Consigne écrite: Renvoyez telles quelles toutes les lignes de la liste ci-dessous, sans en omettre aucune.

....................

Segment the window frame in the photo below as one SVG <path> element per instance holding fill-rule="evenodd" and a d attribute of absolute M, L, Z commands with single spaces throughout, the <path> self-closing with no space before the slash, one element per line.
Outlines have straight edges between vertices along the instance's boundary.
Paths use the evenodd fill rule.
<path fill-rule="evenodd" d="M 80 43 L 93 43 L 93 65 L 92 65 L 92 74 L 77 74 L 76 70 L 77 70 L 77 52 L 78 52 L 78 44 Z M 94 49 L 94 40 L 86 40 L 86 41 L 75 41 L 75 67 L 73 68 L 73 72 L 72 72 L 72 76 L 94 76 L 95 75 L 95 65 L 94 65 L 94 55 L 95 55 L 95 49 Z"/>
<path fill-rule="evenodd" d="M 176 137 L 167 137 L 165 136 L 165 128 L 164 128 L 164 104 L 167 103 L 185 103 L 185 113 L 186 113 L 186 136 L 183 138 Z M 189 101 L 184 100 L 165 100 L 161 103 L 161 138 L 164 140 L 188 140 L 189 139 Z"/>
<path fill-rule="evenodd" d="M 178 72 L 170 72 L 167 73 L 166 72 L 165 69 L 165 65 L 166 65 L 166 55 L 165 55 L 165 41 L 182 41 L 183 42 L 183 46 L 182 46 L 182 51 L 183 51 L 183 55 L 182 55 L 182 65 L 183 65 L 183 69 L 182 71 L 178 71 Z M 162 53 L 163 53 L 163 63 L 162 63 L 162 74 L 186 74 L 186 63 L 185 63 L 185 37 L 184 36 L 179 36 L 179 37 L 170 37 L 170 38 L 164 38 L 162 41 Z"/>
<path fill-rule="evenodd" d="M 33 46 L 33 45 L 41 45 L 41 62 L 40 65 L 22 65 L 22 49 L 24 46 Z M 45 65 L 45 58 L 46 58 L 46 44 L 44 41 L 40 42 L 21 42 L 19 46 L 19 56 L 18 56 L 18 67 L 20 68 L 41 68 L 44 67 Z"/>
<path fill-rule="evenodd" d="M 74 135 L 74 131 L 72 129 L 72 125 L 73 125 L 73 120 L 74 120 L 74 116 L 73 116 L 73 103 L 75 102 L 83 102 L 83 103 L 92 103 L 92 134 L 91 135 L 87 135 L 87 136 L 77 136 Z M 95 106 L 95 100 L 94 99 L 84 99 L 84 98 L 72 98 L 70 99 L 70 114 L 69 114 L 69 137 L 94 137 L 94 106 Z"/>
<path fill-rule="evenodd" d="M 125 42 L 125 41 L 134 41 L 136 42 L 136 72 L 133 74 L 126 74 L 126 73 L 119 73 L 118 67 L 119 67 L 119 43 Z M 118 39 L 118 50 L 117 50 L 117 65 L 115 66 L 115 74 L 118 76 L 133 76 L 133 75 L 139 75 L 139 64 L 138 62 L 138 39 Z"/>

....................

La réponse:
Segment the window frame in the photo below as one SVG <path> element per instance holding fill-rule="evenodd" and a d attribute of absolute M, L, Z commands with single spaces throughout, the <path> self-closing with no space before the slash, one element per line.
Outlines have straight edges between vertices along the instance's boundary.
Paths use the evenodd fill rule.
<path fill-rule="evenodd" d="M 80 43 L 93 43 L 93 65 L 92 65 L 92 74 L 77 74 L 76 70 L 77 70 L 77 52 L 78 52 L 78 44 Z M 94 49 L 94 40 L 86 40 L 86 41 L 75 41 L 75 67 L 73 68 L 73 72 L 72 72 L 72 76 L 94 76 L 95 75 L 95 65 L 94 65 L 94 55 L 95 55 L 95 49 Z"/>
<path fill-rule="evenodd" d="M 176 137 L 167 137 L 165 136 L 165 128 L 164 128 L 164 104 L 167 103 L 185 103 L 185 113 L 186 113 L 186 136 L 183 138 Z M 189 101 L 184 100 L 165 100 L 161 103 L 161 138 L 164 140 L 188 140 L 189 139 Z"/>
<path fill-rule="evenodd" d="M 178 72 L 170 72 L 167 73 L 166 72 L 165 69 L 165 65 L 166 65 L 166 55 L 165 55 L 165 41 L 182 41 L 183 42 L 183 46 L 182 46 L 182 51 L 183 51 L 183 55 L 182 55 L 182 65 L 183 65 L 183 69 L 182 71 L 178 71 Z M 162 53 L 163 53 L 163 63 L 162 63 L 162 74 L 186 74 L 186 63 L 185 63 L 185 37 L 184 36 L 179 36 L 179 37 L 170 37 L 170 38 L 164 38 L 162 41 Z"/>
<path fill-rule="evenodd" d="M 33 46 L 33 45 L 41 45 L 41 62 L 40 65 L 22 65 L 22 49 L 24 46 Z M 45 65 L 45 58 L 46 58 L 46 44 L 44 41 L 40 42 L 21 42 L 19 46 L 19 56 L 18 56 L 18 67 L 20 68 L 41 68 L 44 67 Z"/>
<path fill-rule="evenodd" d="M 74 135 L 74 131 L 72 129 L 72 125 L 73 125 L 73 120 L 74 120 L 74 116 L 73 116 L 73 103 L 75 102 L 83 102 L 83 103 L 92 103 L 92 134 L 91 135 L 87 135 L 87 136 L 77 136 Z M 95 106 L 95 100 L 94 99 L 84 99 L 84 98 L 72 98 L 70 99 L 70 114 L 69 114 L 69 137 L 94 137 L 94 106 Z"/>
<path fill-rule="evenodd" d="M 125 42 L 125 41 L 134 41 L 136 42 L 136 72 L 133 74 L 126 74 L 126 73 L 119 73 L 118 67 L 119 67 L 119 43 Z M 118 39 L 118 50 L 117 50 L 117 65 L 115 66 L 115 74 L 118 76 L 133 76 L 133 75 L 139 75 L 139 64 L 138 62 L 138 39 Z"/>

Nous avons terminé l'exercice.